Available data:
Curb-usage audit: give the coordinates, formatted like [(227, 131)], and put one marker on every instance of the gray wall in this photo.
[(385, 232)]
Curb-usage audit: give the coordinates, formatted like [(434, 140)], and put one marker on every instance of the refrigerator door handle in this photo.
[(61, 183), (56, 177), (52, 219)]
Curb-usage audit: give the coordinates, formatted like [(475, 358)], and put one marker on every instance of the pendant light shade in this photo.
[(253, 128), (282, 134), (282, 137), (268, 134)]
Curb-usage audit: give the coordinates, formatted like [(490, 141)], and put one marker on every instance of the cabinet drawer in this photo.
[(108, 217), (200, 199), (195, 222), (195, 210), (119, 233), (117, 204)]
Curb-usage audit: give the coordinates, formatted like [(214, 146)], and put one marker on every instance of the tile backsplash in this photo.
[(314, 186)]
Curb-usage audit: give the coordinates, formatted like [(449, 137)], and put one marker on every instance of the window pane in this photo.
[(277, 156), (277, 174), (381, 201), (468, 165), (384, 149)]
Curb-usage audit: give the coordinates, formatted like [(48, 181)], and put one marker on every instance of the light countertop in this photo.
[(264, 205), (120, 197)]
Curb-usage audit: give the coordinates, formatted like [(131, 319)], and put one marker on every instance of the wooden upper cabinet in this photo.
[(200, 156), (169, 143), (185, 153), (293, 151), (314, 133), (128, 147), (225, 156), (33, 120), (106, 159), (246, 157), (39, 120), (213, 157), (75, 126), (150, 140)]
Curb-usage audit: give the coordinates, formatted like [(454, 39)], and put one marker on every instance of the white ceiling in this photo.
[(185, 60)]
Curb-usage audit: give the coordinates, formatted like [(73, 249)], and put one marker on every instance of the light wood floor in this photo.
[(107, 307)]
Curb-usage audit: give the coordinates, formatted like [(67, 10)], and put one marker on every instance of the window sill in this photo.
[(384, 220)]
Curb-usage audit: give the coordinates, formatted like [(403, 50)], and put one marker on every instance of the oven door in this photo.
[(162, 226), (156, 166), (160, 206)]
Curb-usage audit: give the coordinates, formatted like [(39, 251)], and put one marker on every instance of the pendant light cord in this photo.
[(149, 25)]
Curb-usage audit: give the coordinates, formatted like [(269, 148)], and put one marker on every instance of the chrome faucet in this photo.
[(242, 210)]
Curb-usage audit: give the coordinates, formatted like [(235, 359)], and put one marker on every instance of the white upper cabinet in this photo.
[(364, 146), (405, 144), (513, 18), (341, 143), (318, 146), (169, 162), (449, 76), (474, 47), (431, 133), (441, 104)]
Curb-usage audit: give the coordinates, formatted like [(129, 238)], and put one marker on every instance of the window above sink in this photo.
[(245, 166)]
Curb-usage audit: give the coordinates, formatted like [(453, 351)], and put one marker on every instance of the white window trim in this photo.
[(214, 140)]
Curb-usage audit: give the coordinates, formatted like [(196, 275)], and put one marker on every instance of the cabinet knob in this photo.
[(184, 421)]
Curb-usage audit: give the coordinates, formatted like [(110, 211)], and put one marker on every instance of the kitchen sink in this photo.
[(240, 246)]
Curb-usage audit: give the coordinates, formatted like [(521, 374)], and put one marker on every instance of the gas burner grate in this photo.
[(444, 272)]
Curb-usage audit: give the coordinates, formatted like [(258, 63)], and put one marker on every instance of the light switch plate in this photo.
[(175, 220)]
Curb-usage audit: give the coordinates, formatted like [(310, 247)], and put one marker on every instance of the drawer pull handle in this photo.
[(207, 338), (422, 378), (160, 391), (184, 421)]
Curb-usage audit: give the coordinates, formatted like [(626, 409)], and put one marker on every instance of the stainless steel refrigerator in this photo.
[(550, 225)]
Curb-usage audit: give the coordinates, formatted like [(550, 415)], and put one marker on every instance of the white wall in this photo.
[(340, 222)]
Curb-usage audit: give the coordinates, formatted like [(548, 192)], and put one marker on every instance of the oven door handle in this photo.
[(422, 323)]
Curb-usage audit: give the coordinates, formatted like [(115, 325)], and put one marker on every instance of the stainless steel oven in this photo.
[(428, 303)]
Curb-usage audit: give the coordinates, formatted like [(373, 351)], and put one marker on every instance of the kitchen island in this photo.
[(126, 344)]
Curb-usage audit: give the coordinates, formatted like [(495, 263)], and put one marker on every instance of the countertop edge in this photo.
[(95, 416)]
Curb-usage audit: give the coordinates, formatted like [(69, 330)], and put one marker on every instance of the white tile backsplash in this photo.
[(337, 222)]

Written request: Copy all of the records above word for word, with nothing added, dropped, or changed.

Answer for the task:
Curb-usage audit: give the coordinates, formatted like [(227, 131)], and put one marker on every instance of the gray wall in this photo.
[(385, 232)]
Curb-usage audit: give the coordinates, formatted like [(434, 140)], and put one marker on every instance of the refrigerator door handle in this photo.
[(61, 183), (56, 177), (52, 219)]
Curb-usage audit: give the coordinates, formatted like [(475, 358)], and put one marker on every instance of the pendant light shade in this photo.
[(253, 128), (282, 134), (282, 137), (268, 134)]
Curb-usage audit: give the coordinates, formatted like [(490, 141)], and put one marker on every instance of the cabinet drawer in this photo.
[(108, 217), (200, 199), (195, 222), (195, 210), (119, 233), (117, 204)]
Curb-usage audit: give the coordinates, formatted like [(214, 146)], and put one marker on every instance of the tile backsplash in this photo.
[(314, 186)]
Curb-usage audit: give the coordinates, formatted like [(449, 137)], and put one marker on every instance of the window pane in this photo.
[(277, 156), (277, 174), (381, 201), (468, 165), (384, 149)]
Curb-usage audit: give the coordinates, formatted like [(48, 181)], and put one marker on every instance of the light countertop in this photo.
[(264, 205), (120, 197)]
Curb-usage audit: give the coordinates, formatted like [(131, 319)], and put one marker on every instance of the wooden upper cabinet in this photo.
[(200, 156), (169, 143), (185, 153), (293, 151), (314, 133), (128, 147), (225, 156), (33, 120), (106, 159), (246, 157), (39, 120), (213, 157), (75, 126), (150, 140)]
Curb-usage audit: give the coordinates, formatted like [(454, 39)], and put one marker on every instance of the white ceiling in this photo.
[(185, 60)]
Curb-usage audit: give the coordinates, formatted like [(73, 249)], and put one marker on every instance of the light wood floor in this photo.
[(107, 307)]
Curb-usage audit: give the coordinates, formatted like [(67, 10)], and put one marker on every instance of the window sill in this photo.
[(384, 220)]
Curb-usage audit: give the coordinates, formatted like [(403, 50)], and put one marker on every instance of the oven door in this photo.
[(162, 226), (156, 166), (160, 206)]
Curb-usage audit: give the coordinates, formatted like [(39, 251)], and put one marker on every instance of the pendant light cord in this photo.
[(149, 25)]
Curb-usage audit: give the coordinates, formatted like [(269, 148)], and put one marker on every instance of the chrome faucet in this photo.
[(242, 210)]
Curb-usage audit: give the coordinates, formatted like [(235, 359)], and put one marker on every instance of the white upper cabinet in this photo.
[(364, 146), (405, 144), (513, 18), (341, 143), (318, 146), (169, 162), (449, 76), (474, 47), (431, 133), (441, 104)]
Curb-usage audit: give the coordinates, formatted like [(129, 238)], and put one marker on every instance of the window above sink in this photo.
[(245, 166)]
Curb-usage audit: give the coordinates, formatted like [(453, 351)], and put one marker on every instance of the white window trim in this photo.
[(214, 140)]
Curb-usage audit: give the coordinates, formatted like [(196, 275)], and put one marker on every instance of the cabinet knob in this photo.
[(184, 421)]
Curb-usage audit: give the coordinates, formatted like [(110, 211)], and put one marker on every instance of the kitchen sink in this photo.
[(240, 246)]
Curb-usage audit: give the coordinates, formatted like [(521, 374)], and put one marker on every instance of the gas burner grate in this photo.
[(444, 272)]
Curb-usage audit: give the coordinates, formatted like [(258, 63)], and put one marker on every instance of the light switch plate in this photo.
[(175, 220)]
Curb-usage audit: give the coordinates, formatted like [(310, 247)], and put one marker on every instance of the drawer pull handle in this photo.
[(207, 338), (422, 378), (160, 391), (184, 421)]
Curb-usage audit: give the coordinates, formatted like [(626, 409)], and put one marker on every instance of the stainless steel refrigerator in this photo.
[(550, 225)]
Curb-usage audit: give the coordinates, formatted like [(550, 415)], and put one marker on every instance of the white wall in this photo.
[(340, 222)]
Curb-usage audit: give the coordinates, formatted like [(548, 192)], and put one marker on every instance of the oven door handle in this photo.
[(422, 323)]
Curb-usage audit: give the coordinates, formatted like [(115, 325)], and put one marker on every instance of the stainless steel oven in this photo.
[(428, 303)]
Curb-usage audit: give the coordinates, formatted like [(373, 351)], and put one marker on every instance of the kitchen island in this photo.
[(126, 344)]
Curb-usage audit: give the coordinates, formatted like [(495, 263)], and put one marker on every instance of the countertop edge in this photo.
[(95, 416)]
Curb-usage audit: give the coordinates, formatted like [(69, 330)], and put one marker on every instance of the white tile backsplash in this photo.
[(337, 222)]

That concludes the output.